**Given text:**
════
After Ginny and Dallas were sealed to each other and to their children in the sealing room, the ward members, with tears in their eyes, lined up to congratulate them. I started to hug Dallas but then said, “Oh, I don’t want to hurt you.”

“Bishop,” Dallas replied, “I don’t hurt at all. I can tell you I haven’t hurt all day.”

“Surely that can’t be,” I said. “It looked so painful.”

“It was hard to get up and down,” he explained, “but it didn’t hurt. It hasn’t hurt at all.”

As I left the temple that day I was overcome by everything that had taken place. How grateful I was that Dallas had been blessed as he made every effort to get to the temple with his family. That day we witnessed not only the strength of an Arizona cowboy but also the emergence of a spiritual giant.

Allan L. Noble is a member of the Garden Lakes Ward, Phoenix Arizona West Maricopa Stake.

Just Spencer and Me

As a single mother of a toddler, I had little motivation to hold family home evening. It seemed like a great deal of work to plan a home evening for just Spencer and me.

One Sunday the lesson in Relief Society was about preparing our children to serve missions. Being a convert, I wanted nothing more than to have Spencer someday go on a mission. Even though he was only 18 months old, I knew if he was going to serve a mission when he was older, I should lay the foundation for his service now.
════
**Extracted data:**
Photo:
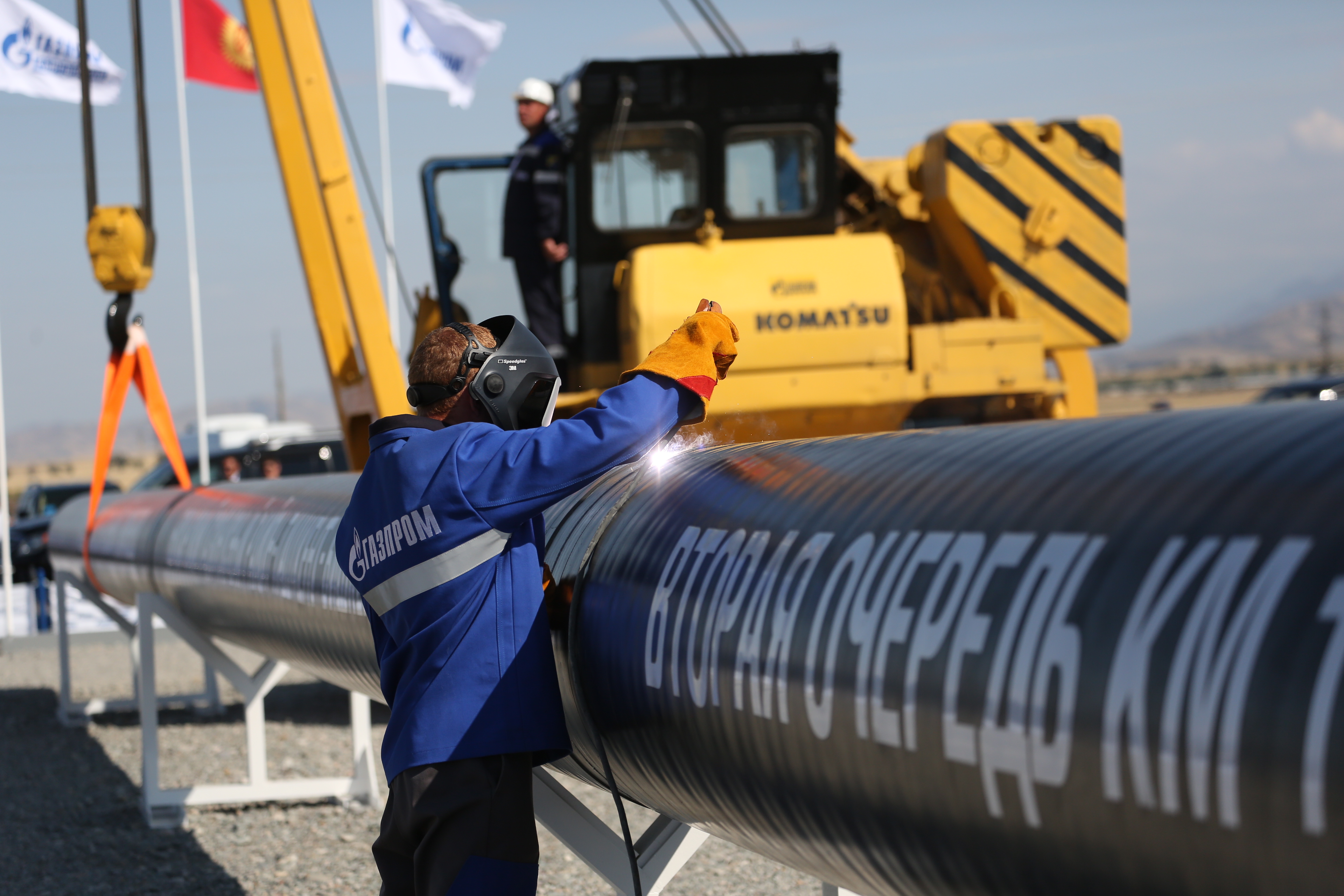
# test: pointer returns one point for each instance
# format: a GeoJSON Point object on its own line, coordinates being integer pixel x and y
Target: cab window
{"type": "Point", "coordinates": [772, 171]}
{"type": "Point", "coordinates": [647, 176]}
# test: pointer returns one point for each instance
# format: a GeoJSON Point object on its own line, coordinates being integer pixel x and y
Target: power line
{"type": "Point", "coordinates": [682, 26]}
{"type": "Point", "coordinates": [742, 48]}
{"type": "Point", "coordinates": [714, 27]}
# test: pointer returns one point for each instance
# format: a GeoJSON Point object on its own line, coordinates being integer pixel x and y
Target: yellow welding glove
{"type": "Point", "coordinates": [697, 355]}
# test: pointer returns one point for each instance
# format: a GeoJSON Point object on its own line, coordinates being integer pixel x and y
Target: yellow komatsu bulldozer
{"type": "Point", "coordinates": [960, 284]}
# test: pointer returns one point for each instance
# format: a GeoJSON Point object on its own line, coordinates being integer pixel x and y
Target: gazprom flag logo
{"type": "Point", "coordinates": [40, 57]}
{"type": "Point", "coordinates": [417, 43]}
{"type": "Point", "coordinates": [436, 45]}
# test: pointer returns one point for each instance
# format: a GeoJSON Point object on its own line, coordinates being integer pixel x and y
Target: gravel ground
{"type": "Point", "coordinates": [73, 822]}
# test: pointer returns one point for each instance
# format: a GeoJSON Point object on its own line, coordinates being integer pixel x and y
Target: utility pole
{"type": "Point", "coordinates": [279, 360]}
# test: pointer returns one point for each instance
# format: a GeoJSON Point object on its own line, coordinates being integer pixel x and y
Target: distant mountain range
{"type": "Point", "coordinates": [69, 441]}
{"type": "Point", "coordinates": [1288, 334]}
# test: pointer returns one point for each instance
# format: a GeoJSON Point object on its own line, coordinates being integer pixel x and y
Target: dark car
{"type": "Point", "coordinates": [318, 453]}
{"type": "Point", "coordinates": [1323, 389]}
{"type": "Point", "coordinates": [33, 516]}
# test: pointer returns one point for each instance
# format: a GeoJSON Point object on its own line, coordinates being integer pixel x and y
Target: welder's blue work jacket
{"type": "Point", "coordinates": [444, 540]}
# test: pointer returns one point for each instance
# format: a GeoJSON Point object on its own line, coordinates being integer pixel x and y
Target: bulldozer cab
{"type": "Point", "coordinates": [662, 151]}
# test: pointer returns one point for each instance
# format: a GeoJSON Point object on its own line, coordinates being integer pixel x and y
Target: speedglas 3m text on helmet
{"type": "Point", "coordinates": [518, 381]}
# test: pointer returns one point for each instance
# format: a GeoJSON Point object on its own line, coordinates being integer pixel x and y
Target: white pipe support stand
{"type": "Point", "coordinates": [72, 714]}
{"type": "Point", "coordinates": [167, 808]}
{"type": "Point", "coordinates": [662, 851]}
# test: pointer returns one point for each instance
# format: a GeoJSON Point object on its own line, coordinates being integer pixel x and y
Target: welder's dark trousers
{"type": "Point", "coordinates": [539, 282]}
{"type": "Point", "coordinates": [460, 828]}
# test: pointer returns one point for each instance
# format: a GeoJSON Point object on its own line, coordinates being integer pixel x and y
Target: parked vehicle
{"type": "Point", "coordinates": [1322, 389]}
{"type": "Point", "coordinates": [29, 528]}
{"type": "Point", "coordinates": [314, 453]}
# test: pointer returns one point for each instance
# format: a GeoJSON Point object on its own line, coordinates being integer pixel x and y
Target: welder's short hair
{"type": "Point", "coordinates": [437, 359]}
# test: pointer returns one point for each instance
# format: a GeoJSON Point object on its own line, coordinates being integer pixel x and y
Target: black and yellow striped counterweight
{"type": "Point", "coordinates": [1035, 214]}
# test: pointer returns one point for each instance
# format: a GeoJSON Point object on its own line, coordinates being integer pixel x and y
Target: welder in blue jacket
{"type": "Point", "coordinates": [444, 540]}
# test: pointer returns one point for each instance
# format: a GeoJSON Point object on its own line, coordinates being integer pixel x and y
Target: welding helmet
{"type": "Point", "coordinates": [517, 382]}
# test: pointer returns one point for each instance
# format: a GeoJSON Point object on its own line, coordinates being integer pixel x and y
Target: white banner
{"type": "Point", "coordinates": [436, 45]}
{"type": "Point", "coordinates": [40, 57]}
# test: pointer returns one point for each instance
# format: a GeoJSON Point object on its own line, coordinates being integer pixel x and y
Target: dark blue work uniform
{"type": "Point", "coordinates": [534, 210]}
{"type": "Point", "coordinates": [444, 540]}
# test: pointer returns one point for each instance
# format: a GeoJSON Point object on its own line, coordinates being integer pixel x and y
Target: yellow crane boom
{"type": "Point", "coordinates": [365, 371]}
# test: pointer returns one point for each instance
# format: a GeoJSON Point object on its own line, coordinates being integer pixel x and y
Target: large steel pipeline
{"type": "Point", "coordinates": [1094, 656]}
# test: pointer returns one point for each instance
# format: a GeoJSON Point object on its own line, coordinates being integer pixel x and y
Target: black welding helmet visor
{"type": "Point", "coordinates": [519, 382]}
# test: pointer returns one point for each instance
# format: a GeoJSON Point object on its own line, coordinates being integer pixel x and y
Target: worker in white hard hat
{"type": "Point", "coordinates": [534, 217]}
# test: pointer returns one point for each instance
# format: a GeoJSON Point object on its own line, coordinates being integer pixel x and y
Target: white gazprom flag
{"type": "Point", "coordinates": [436, 45]}
{"type": "Point", "coordinates": [40, 57]}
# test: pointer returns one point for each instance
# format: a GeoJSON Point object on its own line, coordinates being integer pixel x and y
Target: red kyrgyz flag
{"type": "Point", "coordinates": [218, 46]}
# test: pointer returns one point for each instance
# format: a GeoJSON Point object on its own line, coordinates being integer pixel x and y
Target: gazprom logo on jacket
{"type": "Point", "coordinates": [411, 528]}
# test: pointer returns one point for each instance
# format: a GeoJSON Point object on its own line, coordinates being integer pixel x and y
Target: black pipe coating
{"type": "Point", "coordinates": [1064, 657]}
{"type": "Point", "coordinates": [1088, 657]}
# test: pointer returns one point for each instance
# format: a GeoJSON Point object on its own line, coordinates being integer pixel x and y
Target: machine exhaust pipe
{"type": "Point", "coordinates": [1096, 656]}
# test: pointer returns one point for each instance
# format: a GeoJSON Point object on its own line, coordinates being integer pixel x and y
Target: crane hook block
{"type": "Point", "coordinates": [120, 249]}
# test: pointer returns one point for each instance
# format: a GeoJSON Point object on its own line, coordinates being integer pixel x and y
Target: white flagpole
{"type": "Point", "coordinates": [193, 277]}
{"type": "Point", "coordinates": [7, 573]}
{"type": "Point", "coordinates": [394, 315]}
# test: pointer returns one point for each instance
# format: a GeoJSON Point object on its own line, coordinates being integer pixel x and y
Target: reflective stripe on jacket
{"type": "Point", "coordinates": [444, 538]}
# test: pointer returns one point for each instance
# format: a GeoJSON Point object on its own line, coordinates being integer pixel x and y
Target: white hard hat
{"type": "Point", "coordinates": [537, 91]}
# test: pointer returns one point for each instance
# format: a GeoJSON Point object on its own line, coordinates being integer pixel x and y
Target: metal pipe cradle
{"type": "Point", "coordinates": [1096, 656]}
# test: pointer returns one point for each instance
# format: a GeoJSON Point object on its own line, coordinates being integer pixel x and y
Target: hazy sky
{"type": "Point", "coordinates": [1234, 158]}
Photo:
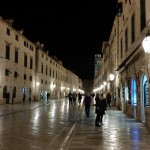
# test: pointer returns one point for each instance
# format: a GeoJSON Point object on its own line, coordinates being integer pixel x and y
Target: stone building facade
{"type": "Point", "coordinates": [27, 72]}
{"type": "Point", "coordinates": [127, 60]}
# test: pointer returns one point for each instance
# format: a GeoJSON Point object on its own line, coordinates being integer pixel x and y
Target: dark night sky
{"type": "Point", "coordinates": [72, 31]}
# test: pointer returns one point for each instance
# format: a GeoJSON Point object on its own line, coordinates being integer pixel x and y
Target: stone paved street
{"type": "Point", "coordinates": [54, 125]}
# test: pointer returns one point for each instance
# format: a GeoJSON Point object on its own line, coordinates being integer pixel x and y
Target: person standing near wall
{"type": "Point", "coordinates": [87, 103]}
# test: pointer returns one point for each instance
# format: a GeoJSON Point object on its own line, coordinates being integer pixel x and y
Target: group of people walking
{"type": "Point", "coordinates": [102, 102]}
{"type": "Point", "coordinates": [73, 97]}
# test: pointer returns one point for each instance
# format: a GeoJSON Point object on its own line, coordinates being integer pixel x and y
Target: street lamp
{"type": "Point", "coordinates": [146, 43]}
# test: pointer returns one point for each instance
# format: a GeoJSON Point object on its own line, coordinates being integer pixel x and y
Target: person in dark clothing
{"type": "Point", "coordinates": [70, 97]}
{"type": "Point", "coordinates": [108, 98]}
{"type": "Point", "coordinates": [87, 103]}
{"type": "Point", "coordinates": [7, 97]}
{"type": "Point", "coordinates": [100, 109]}
{"type": "Point", "coordinates": [79, 98]}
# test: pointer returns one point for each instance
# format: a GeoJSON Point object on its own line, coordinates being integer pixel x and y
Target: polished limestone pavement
{"type": "Point", "coordinates": [33, 126]}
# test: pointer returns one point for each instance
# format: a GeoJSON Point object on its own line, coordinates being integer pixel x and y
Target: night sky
{"type": "Point", "coordinates": [72, 31]}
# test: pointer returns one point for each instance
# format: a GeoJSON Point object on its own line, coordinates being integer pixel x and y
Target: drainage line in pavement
{"type": "Point", "coordinates": [68, 136]}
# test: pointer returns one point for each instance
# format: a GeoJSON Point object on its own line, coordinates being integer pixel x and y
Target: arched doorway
{"type": "Point", "coordinates": [122, 96]}
{"type": "Point", "coordinates": [144, 96]}
{"type": "Point", "coordinates": [134, 96]}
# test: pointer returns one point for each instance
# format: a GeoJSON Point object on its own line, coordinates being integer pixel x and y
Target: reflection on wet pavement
{"type": "Point", "coordinates": [56, 125]}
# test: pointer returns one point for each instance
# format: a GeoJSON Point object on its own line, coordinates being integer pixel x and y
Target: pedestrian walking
{"type": "Point", "coordinates": [70, 98]}
{"type": "Point", "coordinates": [74, 97]}
{"type": "Point", "coordinates": [100, 109]}
{"type": "Point", "coordinates": [108, 98]}
{"type": "Point", "coordinates": [79, 97]}
{"type": "Point", "coordinates": [87, 104]}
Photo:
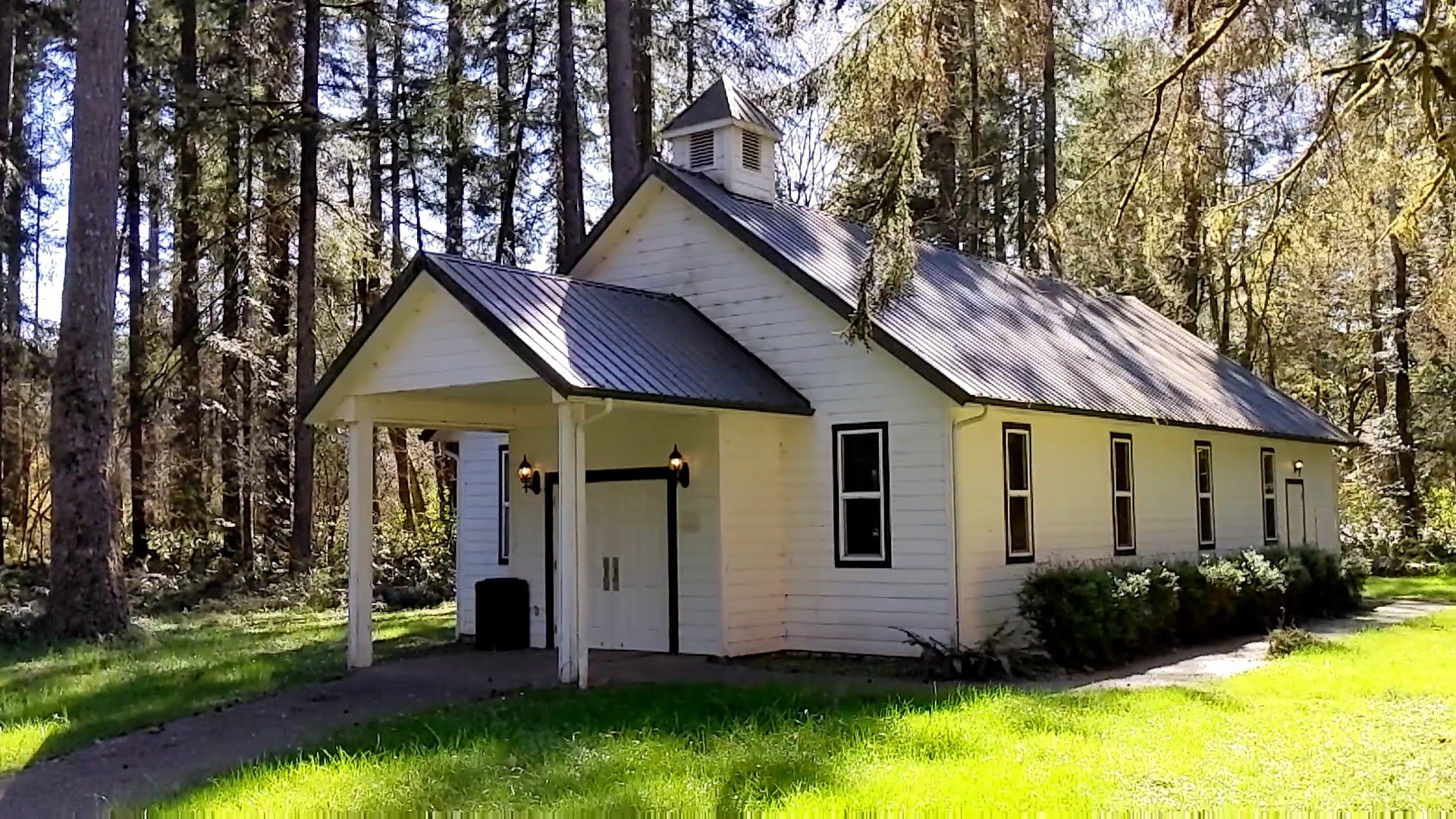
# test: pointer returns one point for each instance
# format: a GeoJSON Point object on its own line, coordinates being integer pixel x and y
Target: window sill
{"type": "Point", "coordinates": [861, 563]}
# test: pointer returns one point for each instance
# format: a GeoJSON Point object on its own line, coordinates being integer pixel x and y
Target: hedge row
{"type": "Point", "coordinates": [1103, 615]}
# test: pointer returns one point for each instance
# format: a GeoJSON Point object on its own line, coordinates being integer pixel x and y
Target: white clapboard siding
{"type": "Point", "coordinates": [672, 246]}
{"type": "Point", "coordinates": [1072, 500]}
{"type": "Point", "coordinates": [430, 341]}
{"type": "Point", "coordinates": [753, 532]}
{"type": "Point", "coordinates": [476, 522]}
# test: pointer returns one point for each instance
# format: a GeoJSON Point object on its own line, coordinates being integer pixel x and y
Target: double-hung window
{"type": "Point", "coordinates": [862, 494]}
{"type": "Point", "coordinates": [1203, 488]}
{"type": "Point", "coordinates": [1270, 506]}
{"type": "Point", "coordinates": [1125, 526]}
{"type": "Point", "coordinates": [1017, 466]}
{"type": "Point", "coordinates": [504, 504]}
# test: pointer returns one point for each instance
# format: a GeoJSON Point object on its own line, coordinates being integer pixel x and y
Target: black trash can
{"type": "Point", "coordinates": [503, 614]}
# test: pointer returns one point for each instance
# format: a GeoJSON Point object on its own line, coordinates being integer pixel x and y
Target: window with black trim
{"type": "Point", "coordinates": [1270, 504]}
{"type": "Point", "coordinates": [1021, 545]}
{"type": "Point", "coordinates": [862, 494]}
{"type": "Point", "coordinates": [1125, 526]}
{"type": "Point", "coordinates": [1203, 490]}
{"type": "Point", "coordinates": [504, 504]}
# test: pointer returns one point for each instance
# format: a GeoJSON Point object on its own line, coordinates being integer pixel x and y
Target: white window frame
{"type": "Point", "coordinates": [1269, 493]}
{"type": "Point", "coordinates": [1199, 449]}
{"type": "Point", "coordinates": [1123, 439]}
{"type": "Point", "coordinates": [1030, 553]}
{"type": "Point", "coordinates": [842, 558]}
{"type": "Point", "coordinates": [503, 509]}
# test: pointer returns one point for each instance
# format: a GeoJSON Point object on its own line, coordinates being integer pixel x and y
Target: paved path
{"type": "Point", "coordinates": [150, 764]}
{"type": "Point", "coordinates": [1212, 664]}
════
**Problems to solve:**
[1] According to the Dallas and Spencer passage, how old was Spencer?
[2] Repeat the Dallas and Spencer passage word for word, starting at "As I left the" and ending at "a spiritual giant.".
[3] Pick up the Dallas and Spencer passage right after its final sentence and keep writing.

**Responses per task:**
[1] He was 18 months old.

[2]
As I left the temple that day I was overcome by everything that had taken place. How grateful I was that Dallas had been blessed as he made every effort to get to the temple with his family. That day we witnessed not only the strength of an Arizona cowboy but also the emergence of a spiritual giant.

[3]
So I left Relief Society that day determined to begin holding family home evening with my little son. It would be a lot of work and require ingenuity, but I had hope for great rewards down the road.

As I moved forward, I felt that Heavenly Father blessed me. I was amazed and grateful to find that ideas popped into my head at the oddest moments. While removing mascara with a cotton ball, I realized cotton balls would make a nice little sheep to go along with a lesson about Jesus as the Good Shepherd. While pouring juice into a tall paper cup, it occurred to me that the cup could be a great stand for paper figures of Joseph and his many-colored coat that Spencer and I would be painting during family home evening.

Because I have little musical talent, for our opening and closing songs I turned to tapes of Church music. Spencer became the person in charge of our music, which meant that he selected one of the tapes and loaded it into the tape player.

By the second week Spencer was excited about family home evening. He would eagerly run for the Church music tapes. He looked forward to our simple stories and art projects. He loved helping Mommy prepare the treats.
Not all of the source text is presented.